* start Data supplied *
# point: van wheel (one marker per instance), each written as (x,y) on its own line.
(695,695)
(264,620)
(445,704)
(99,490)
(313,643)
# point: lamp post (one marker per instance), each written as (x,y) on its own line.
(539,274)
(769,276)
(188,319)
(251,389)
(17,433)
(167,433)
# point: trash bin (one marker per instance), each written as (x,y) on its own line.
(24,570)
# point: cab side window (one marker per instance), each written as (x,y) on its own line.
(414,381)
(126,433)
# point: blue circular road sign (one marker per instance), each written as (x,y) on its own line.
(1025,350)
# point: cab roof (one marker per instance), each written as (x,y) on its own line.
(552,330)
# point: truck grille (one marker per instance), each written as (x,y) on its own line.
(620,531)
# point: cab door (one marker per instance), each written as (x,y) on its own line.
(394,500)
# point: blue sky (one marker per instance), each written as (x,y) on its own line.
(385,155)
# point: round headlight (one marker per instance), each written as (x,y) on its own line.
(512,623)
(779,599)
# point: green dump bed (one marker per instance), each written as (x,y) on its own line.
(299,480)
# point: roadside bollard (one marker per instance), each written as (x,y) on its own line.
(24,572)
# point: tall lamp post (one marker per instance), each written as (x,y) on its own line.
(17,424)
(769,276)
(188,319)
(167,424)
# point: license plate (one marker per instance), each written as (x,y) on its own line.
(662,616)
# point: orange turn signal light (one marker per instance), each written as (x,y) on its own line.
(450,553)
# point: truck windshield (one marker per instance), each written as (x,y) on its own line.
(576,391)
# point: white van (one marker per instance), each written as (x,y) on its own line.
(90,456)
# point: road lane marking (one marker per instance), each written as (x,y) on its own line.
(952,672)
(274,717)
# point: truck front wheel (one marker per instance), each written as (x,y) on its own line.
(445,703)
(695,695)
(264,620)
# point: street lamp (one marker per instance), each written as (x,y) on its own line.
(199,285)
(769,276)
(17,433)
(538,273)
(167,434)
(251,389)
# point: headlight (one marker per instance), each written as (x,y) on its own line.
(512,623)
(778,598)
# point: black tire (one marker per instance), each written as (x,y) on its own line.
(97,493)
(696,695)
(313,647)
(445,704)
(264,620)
* end Data supplied *
- **What is being asked**: Exactly as written, give again every line from the one containing "# point: truck windshield" through the last line of the material above, and no other lines.

- **Finished task**:
# point: truck windshield (one marker per instance), each written as (x,y) on its own line.
(576,391)
# point: white van (one marker per instance), each written as (x,y) on its own line.
(90,456)
# point: road lane marking (one marker per instance), each written as (x,y) on its own line.
(952,672)
(274,717)
# point: truck front wheel (one marker per instance), each written as (x,y) on its own line.
(445,703)
(695,695)
(264,620)
# point: street lamp (one marker per instance), each written as (x,y) on its own line.
(199,285)
(769,276)
(17,433)
(538,273)
(167,434)
(251,389)
# point: headlight (one marker per instance), each written as (x,y) on its own line.
(512,623)
(778,598)
# point: black tire (one marker per instance), each written as (x,y) on its own line.
(97,493)
(696,695)
(313,647)
(445,704)
(264,620)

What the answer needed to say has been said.